(Coordinate annotation records)

Begin

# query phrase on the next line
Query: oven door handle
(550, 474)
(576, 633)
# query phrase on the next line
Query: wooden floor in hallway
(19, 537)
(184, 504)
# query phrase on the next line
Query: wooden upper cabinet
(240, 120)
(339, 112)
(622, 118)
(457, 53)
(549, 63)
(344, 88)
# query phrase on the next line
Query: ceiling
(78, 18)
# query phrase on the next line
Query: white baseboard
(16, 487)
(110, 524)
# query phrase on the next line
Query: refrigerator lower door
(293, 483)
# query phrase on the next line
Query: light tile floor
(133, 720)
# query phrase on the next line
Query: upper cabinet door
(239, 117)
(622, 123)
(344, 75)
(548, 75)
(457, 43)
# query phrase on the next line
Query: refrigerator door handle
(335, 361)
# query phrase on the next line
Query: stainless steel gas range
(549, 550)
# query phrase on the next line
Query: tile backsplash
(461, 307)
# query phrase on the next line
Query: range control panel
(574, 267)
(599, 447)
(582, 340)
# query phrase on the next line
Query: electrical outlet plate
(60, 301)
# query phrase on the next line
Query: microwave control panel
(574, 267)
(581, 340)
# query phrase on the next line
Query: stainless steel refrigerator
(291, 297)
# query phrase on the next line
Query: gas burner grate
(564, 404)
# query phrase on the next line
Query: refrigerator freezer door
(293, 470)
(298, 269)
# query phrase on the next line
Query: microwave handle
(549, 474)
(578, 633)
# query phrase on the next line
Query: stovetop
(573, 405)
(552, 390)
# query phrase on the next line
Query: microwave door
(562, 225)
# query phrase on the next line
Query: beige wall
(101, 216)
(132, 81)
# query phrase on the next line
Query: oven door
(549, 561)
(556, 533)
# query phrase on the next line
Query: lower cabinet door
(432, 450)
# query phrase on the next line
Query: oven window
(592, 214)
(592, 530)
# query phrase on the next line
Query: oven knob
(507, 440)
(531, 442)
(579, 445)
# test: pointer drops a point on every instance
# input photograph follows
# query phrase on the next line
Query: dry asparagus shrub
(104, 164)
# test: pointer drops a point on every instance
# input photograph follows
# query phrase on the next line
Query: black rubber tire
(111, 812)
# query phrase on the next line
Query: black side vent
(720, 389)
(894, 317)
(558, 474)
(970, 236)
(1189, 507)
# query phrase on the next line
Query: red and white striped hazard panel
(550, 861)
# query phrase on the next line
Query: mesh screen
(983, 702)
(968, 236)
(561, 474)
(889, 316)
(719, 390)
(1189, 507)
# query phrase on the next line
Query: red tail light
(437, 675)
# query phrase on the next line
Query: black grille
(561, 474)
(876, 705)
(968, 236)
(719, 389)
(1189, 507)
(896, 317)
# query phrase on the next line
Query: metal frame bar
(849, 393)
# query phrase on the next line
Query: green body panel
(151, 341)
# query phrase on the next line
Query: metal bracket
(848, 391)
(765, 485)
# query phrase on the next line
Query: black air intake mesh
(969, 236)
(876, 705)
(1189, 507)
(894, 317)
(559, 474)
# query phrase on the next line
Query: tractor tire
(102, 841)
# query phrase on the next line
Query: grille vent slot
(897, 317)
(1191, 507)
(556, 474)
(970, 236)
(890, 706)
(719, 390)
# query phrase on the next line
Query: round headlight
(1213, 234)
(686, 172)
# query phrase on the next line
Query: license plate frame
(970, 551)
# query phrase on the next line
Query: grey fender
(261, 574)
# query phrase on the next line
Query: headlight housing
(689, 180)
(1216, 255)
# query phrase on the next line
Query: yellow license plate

End
Begin

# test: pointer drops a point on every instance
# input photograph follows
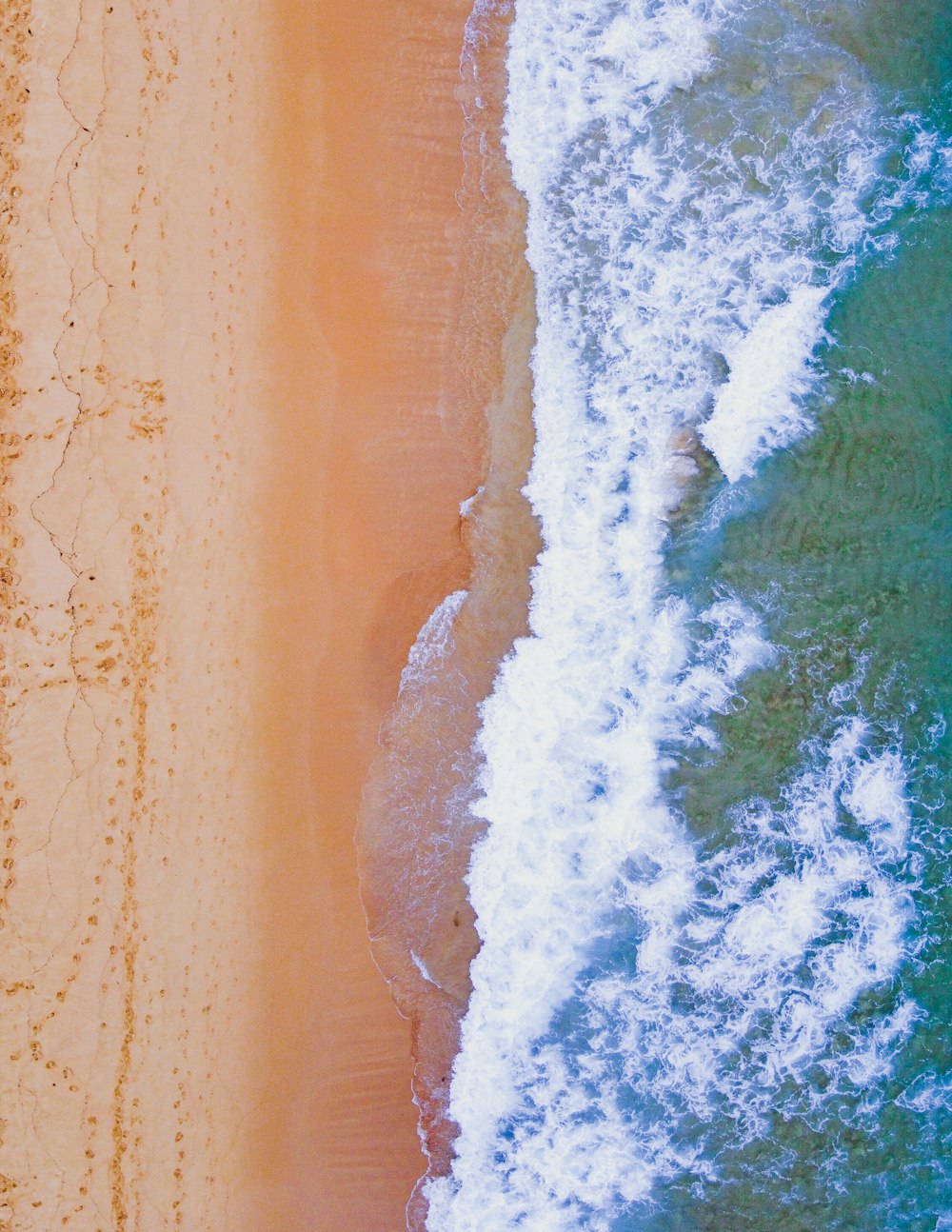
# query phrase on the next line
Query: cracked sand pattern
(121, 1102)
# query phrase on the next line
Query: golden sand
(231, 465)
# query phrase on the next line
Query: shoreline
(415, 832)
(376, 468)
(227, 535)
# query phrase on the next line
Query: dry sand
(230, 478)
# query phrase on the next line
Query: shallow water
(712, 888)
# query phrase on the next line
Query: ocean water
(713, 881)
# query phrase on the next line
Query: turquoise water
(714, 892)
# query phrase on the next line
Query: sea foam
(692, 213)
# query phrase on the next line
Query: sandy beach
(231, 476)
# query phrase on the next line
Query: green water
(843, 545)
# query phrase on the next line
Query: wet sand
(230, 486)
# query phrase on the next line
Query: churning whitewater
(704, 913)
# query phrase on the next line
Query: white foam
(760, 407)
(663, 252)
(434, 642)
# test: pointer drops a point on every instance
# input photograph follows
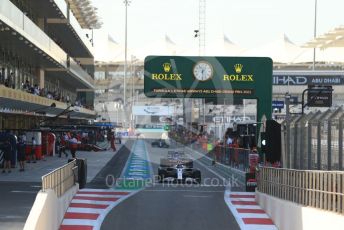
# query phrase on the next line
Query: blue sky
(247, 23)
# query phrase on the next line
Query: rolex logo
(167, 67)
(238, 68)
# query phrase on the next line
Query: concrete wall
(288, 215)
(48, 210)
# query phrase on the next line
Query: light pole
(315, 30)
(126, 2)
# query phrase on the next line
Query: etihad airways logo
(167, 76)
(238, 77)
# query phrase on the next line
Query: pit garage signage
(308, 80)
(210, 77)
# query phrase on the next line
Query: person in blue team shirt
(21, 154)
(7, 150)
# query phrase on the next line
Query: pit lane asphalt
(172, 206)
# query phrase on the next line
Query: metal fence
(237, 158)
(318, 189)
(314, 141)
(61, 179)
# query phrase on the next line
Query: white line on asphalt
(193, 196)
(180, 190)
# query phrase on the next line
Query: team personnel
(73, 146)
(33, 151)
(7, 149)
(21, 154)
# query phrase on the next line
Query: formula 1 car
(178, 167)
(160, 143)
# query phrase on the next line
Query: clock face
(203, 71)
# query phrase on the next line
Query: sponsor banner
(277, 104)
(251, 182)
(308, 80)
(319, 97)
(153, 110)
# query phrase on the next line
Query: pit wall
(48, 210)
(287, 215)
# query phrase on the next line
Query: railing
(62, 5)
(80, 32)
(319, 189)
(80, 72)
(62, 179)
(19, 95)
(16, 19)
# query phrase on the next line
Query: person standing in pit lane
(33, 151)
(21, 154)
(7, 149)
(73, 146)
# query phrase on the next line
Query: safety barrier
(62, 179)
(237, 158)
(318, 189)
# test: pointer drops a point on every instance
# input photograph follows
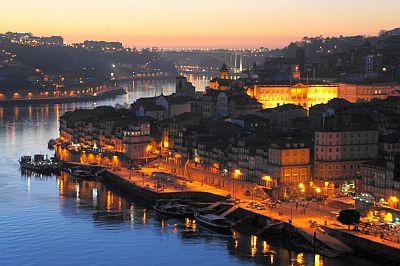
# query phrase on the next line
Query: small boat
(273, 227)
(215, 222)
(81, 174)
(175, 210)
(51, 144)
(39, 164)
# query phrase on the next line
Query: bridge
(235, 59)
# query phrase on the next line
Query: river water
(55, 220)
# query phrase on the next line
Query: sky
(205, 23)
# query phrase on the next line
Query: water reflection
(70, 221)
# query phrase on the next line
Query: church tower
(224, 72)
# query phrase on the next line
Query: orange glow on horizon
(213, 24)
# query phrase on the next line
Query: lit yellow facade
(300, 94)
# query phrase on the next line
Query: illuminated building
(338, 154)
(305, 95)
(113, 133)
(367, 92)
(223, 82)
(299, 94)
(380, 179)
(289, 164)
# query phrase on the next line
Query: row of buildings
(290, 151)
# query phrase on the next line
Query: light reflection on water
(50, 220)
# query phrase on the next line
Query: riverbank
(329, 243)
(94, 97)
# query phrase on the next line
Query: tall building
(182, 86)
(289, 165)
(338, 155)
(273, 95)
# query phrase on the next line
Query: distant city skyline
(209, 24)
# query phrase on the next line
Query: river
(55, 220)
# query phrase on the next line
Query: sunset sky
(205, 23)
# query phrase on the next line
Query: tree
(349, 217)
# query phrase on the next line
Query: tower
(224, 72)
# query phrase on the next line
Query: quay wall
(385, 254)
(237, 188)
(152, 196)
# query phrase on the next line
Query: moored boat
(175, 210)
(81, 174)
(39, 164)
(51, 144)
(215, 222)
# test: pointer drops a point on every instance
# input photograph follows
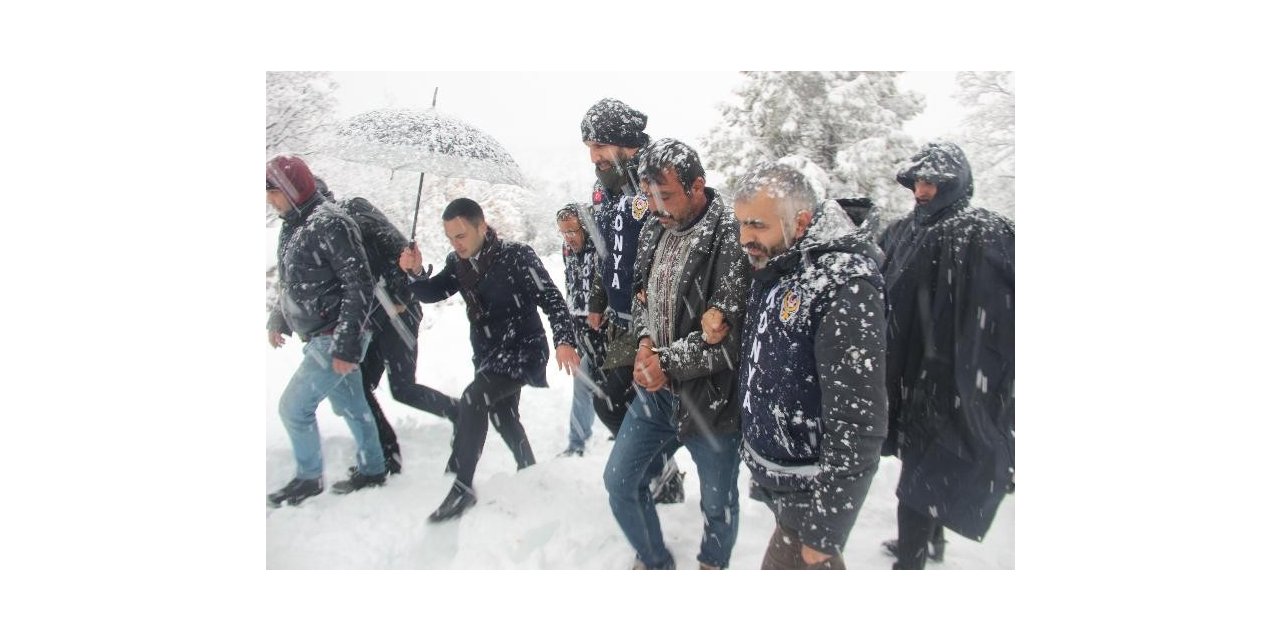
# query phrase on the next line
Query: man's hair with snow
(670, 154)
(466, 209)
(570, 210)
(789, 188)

End

Given task:
Pick out every line in the records that contains the word "wooden", and copy each one. Case counts.

Expected output:
Query: wooden floor in hallway
Query: wooden upper cabinet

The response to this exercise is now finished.